BRIEF:
Write out, word for word, every line from the one where "Point to the green" occurs to the final line of the entries, and nothing beyond them.

Dataset entries:
Start of Block
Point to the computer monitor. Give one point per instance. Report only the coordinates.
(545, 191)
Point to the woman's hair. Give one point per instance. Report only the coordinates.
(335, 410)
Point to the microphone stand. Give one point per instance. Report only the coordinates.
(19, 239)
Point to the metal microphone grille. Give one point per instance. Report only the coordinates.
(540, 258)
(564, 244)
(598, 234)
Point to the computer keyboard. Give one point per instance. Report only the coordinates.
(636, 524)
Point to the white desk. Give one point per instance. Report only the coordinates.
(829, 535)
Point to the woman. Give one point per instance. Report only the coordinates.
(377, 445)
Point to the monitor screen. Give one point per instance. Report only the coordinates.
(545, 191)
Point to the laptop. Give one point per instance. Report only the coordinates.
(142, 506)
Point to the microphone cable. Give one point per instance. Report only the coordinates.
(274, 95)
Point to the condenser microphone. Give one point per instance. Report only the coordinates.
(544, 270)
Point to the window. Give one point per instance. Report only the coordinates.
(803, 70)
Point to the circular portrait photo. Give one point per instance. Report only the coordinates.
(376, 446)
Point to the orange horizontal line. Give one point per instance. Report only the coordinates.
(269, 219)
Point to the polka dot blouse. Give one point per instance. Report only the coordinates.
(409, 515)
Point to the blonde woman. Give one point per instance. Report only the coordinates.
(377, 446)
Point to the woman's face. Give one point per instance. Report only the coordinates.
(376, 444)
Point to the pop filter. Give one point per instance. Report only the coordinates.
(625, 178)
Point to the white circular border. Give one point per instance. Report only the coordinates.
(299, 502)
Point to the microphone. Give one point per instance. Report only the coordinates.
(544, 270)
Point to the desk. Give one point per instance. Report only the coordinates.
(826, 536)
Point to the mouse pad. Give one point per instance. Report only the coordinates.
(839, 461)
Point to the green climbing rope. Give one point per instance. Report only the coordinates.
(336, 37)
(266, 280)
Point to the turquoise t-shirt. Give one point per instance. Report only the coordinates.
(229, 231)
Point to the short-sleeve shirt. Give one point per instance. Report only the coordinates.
End of Block
EXPECTED ANSWER:
Point to the green climbing rope. Give one point per instance. Report only the coordinates.
(336, 37)
(266, 280)
Point to the turquoise t-shirt. Give one point per instance. Report only the coordinates.
(229, 231)
Point to the short-sleeve shirt. Give one point per instance. Report only the coordinates.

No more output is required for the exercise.